Pick out every line in the items below that contains the string "grass", and copy each one. The match is case-sensitive.

▬▬▬▬▬▬▬▬▬▬

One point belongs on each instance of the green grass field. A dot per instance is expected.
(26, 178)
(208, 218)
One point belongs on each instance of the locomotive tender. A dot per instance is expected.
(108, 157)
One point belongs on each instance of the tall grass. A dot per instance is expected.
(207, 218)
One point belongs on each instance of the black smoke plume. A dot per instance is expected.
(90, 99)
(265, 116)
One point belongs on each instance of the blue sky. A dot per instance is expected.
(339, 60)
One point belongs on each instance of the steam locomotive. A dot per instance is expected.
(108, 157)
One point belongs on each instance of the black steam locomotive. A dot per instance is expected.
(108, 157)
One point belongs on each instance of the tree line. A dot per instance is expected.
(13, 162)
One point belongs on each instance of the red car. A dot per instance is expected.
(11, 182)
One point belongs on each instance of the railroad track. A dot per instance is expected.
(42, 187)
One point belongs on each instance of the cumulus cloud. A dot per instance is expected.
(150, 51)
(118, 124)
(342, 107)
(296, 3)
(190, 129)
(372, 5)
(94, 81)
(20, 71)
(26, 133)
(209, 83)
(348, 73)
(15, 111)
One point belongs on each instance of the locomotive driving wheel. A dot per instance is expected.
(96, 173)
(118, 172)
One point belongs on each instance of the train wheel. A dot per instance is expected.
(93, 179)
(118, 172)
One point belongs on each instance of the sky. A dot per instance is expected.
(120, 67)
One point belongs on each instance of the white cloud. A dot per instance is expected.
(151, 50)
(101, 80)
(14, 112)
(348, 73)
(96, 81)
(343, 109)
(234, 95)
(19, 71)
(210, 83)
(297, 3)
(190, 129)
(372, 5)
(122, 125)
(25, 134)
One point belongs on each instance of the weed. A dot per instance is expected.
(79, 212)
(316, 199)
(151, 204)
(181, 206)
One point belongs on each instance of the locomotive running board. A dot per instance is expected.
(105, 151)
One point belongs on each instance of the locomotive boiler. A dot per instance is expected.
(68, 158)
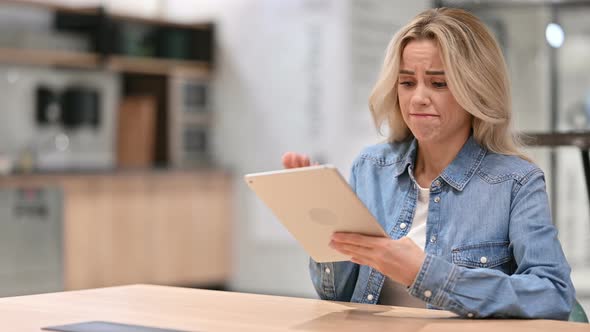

▬▬▬▬▬▬▬▬▬▬

Output of the task>
One point belongs on each instance of the green grass field. A dot per instance is expected.
One point belongs on each instance of the tall grass. A dot per instance is expected.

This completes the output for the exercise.